## [Exercise requirements]
Report, from the records below, every line where the word "shirt" appears.

────────────────────

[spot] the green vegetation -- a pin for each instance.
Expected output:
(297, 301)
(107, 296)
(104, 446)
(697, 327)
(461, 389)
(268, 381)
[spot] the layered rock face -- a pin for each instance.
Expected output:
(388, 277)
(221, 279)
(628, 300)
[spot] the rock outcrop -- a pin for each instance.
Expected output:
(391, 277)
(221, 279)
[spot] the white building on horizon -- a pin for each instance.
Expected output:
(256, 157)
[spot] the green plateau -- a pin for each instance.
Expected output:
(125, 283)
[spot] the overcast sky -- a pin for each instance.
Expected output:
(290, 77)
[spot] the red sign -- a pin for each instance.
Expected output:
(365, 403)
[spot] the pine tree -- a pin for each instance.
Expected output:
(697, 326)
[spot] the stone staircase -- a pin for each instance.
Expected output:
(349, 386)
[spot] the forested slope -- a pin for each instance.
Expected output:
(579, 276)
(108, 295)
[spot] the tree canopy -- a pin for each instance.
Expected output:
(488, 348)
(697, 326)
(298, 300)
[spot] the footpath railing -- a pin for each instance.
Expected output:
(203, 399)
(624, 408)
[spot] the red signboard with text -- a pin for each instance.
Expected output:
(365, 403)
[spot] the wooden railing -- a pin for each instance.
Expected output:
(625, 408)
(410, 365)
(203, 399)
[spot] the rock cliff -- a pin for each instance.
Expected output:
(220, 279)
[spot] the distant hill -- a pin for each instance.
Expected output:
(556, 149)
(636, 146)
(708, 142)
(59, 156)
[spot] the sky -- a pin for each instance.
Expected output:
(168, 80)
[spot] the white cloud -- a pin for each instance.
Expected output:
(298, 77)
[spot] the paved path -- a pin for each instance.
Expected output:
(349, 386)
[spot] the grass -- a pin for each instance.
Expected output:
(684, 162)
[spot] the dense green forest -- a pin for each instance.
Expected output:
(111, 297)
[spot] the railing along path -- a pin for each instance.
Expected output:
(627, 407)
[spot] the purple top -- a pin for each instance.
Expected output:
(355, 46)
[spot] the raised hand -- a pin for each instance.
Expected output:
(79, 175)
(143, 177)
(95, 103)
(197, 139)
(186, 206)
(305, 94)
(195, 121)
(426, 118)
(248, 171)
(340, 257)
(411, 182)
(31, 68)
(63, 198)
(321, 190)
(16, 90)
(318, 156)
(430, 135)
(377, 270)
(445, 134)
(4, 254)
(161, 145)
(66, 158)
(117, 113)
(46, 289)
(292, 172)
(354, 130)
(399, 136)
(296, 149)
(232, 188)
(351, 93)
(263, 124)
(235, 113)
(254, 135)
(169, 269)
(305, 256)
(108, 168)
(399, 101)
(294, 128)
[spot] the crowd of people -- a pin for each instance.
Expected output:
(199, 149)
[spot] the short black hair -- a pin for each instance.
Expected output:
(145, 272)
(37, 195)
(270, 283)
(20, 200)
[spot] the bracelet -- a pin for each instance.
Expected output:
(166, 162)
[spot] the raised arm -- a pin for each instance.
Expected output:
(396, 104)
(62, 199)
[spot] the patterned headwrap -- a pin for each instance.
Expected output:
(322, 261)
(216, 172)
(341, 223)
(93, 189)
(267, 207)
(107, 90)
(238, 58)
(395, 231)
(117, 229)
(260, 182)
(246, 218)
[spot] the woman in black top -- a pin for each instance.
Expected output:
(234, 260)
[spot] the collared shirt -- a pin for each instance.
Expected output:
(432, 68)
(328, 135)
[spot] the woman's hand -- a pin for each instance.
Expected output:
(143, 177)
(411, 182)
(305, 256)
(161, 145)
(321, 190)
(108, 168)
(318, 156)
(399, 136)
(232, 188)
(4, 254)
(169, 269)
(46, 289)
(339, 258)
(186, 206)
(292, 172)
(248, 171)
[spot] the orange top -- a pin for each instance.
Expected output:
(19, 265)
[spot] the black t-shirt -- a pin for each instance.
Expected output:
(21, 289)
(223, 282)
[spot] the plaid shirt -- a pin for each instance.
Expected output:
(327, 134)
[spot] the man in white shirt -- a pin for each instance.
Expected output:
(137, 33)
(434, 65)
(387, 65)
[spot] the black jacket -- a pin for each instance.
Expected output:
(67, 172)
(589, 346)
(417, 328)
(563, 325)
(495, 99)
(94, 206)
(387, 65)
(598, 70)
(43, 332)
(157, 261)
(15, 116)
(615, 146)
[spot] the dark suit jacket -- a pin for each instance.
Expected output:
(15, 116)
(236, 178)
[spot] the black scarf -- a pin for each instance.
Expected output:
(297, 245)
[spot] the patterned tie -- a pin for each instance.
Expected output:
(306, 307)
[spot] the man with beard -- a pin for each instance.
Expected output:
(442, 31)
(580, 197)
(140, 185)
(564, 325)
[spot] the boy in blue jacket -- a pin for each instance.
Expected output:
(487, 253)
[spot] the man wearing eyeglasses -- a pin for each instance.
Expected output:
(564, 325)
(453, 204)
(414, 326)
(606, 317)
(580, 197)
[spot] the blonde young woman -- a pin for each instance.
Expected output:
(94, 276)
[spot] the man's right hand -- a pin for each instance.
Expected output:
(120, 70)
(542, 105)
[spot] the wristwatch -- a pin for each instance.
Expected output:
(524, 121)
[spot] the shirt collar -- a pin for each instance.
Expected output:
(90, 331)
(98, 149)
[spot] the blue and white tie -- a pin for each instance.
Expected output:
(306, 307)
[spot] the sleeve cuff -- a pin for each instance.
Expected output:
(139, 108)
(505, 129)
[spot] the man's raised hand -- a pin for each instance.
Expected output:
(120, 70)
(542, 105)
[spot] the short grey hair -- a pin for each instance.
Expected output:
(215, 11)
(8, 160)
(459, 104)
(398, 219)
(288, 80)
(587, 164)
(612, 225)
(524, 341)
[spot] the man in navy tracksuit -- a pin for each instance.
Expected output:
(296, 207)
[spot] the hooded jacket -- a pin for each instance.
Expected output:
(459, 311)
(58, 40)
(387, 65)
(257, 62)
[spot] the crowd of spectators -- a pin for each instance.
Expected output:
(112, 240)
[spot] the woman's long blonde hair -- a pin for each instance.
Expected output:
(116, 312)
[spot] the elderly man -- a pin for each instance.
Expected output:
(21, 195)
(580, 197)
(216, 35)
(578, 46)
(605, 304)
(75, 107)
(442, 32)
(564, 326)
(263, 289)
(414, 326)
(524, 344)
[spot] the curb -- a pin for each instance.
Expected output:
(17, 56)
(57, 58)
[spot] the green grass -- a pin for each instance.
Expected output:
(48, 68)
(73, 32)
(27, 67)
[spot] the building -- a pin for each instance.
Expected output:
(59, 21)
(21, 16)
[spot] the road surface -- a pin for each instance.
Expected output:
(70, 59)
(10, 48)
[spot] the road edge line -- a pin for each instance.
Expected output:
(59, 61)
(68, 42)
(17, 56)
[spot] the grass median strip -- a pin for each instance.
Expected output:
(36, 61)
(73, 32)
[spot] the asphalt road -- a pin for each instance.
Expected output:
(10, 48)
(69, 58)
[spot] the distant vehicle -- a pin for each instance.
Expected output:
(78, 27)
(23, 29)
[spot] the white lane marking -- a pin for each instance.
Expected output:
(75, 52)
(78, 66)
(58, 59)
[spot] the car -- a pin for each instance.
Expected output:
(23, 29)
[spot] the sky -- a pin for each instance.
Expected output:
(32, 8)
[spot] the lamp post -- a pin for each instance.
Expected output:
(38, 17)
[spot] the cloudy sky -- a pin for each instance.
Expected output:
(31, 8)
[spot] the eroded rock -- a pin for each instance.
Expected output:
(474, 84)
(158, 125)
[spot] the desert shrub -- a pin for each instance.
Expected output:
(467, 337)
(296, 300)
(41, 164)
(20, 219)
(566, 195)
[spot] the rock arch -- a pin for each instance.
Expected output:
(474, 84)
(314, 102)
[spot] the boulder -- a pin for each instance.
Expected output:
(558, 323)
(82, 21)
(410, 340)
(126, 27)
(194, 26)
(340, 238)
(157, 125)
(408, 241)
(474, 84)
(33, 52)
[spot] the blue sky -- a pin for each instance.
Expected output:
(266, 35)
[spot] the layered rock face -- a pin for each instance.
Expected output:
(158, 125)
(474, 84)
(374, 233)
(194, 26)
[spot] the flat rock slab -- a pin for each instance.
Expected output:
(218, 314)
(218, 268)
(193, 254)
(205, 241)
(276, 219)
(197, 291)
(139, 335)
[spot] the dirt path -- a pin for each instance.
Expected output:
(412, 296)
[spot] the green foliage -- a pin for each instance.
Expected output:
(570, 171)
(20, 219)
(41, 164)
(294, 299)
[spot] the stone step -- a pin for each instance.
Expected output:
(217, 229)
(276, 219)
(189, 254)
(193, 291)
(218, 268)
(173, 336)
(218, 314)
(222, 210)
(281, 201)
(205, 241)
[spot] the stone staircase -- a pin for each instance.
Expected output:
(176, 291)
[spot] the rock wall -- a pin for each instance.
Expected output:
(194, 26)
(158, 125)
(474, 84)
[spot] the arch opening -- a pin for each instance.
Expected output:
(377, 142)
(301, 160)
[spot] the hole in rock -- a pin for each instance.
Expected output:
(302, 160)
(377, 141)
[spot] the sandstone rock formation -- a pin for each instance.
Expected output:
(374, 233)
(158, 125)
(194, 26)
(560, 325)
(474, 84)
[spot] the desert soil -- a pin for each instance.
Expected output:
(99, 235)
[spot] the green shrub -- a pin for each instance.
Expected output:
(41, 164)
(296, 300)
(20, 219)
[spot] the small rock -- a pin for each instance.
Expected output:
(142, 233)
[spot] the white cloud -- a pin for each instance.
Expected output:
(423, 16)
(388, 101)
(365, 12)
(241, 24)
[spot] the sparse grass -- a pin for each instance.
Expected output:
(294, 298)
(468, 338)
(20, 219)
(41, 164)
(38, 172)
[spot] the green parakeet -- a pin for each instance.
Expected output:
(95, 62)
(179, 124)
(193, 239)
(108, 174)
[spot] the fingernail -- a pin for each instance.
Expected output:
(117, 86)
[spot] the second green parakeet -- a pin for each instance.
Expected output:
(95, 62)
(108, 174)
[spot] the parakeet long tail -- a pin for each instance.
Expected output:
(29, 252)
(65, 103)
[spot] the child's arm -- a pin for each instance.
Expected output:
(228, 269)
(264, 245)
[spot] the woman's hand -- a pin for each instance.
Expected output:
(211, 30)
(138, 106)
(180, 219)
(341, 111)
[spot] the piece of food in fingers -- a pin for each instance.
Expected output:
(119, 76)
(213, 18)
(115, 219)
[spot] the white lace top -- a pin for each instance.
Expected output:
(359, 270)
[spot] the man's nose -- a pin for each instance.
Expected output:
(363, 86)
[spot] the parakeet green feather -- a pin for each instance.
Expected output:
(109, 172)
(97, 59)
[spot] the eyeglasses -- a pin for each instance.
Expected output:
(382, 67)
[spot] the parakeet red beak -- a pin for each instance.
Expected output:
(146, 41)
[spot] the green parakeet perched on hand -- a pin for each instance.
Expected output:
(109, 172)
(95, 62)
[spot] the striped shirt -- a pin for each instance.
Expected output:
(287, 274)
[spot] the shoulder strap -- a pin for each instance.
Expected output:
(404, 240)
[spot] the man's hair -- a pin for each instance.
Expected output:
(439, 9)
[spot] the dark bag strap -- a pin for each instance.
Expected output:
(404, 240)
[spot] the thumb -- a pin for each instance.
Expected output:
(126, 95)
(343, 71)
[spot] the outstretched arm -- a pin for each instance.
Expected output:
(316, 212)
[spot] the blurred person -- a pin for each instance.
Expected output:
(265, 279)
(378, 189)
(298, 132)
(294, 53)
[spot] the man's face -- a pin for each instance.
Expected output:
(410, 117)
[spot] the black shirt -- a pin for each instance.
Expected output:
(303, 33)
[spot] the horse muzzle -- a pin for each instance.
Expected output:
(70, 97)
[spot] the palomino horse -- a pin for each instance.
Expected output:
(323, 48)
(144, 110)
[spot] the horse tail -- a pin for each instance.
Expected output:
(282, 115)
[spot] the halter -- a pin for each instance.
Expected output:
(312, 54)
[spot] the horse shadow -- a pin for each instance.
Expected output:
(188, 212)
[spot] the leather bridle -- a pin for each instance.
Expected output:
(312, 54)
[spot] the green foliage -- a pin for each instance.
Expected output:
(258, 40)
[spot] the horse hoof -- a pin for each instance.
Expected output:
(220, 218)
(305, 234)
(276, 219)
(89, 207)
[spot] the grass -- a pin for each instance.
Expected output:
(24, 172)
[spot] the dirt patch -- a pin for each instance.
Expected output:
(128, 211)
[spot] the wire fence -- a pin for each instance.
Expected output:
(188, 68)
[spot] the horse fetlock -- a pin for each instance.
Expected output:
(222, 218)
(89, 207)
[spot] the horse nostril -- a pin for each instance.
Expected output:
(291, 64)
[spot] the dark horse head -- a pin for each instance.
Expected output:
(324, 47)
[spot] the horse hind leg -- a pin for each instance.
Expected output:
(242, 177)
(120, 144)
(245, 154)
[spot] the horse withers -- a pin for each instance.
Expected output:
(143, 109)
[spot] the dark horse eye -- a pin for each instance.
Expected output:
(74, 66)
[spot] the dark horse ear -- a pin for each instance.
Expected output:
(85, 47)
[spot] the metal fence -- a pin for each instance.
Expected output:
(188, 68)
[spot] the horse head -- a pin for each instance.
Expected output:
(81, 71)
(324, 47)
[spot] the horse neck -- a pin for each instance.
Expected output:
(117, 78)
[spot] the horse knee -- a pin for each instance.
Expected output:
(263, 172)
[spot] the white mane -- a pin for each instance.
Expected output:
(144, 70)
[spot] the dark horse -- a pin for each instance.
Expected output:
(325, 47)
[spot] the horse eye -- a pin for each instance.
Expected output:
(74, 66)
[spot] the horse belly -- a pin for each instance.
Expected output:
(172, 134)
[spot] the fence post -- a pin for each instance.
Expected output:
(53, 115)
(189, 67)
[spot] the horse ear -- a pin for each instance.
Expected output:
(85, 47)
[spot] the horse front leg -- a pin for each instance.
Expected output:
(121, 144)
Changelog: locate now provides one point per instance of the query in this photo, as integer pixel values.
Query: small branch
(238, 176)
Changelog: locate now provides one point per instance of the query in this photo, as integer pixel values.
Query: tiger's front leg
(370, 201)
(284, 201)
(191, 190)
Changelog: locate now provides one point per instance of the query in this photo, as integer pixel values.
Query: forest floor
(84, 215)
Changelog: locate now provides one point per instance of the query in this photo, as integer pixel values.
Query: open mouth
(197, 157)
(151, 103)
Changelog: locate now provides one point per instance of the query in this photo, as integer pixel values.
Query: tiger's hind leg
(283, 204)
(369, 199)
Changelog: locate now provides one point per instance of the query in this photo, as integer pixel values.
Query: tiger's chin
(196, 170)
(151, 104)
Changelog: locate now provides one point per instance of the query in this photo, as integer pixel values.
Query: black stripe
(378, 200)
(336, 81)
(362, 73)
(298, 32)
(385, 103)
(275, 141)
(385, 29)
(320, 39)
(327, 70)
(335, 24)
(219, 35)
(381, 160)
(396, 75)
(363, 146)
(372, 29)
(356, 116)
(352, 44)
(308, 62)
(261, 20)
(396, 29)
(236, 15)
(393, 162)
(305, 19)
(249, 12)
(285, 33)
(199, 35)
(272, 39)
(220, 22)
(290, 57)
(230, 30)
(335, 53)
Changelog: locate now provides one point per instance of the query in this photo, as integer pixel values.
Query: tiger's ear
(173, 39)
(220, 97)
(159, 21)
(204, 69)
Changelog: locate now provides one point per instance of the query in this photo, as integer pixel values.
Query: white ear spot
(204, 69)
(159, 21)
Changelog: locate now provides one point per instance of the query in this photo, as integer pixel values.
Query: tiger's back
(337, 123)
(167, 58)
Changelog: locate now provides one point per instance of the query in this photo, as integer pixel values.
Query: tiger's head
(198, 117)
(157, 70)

────────────────────

## [Answer box]
[spot] the collared shirt -- a pin for each instance.
[spot] the black t-shirt -- a pin for each instance.
[spot] the plaid shirt -- a pin for each instance.
[spot] the man in white shirt -- a pin for each instance.
[spot] the shirt collar -- a pin for each instance.
[spot] the striped shirt -- a pin for each instance.
[spot] the black shirt -- a pin for each instance.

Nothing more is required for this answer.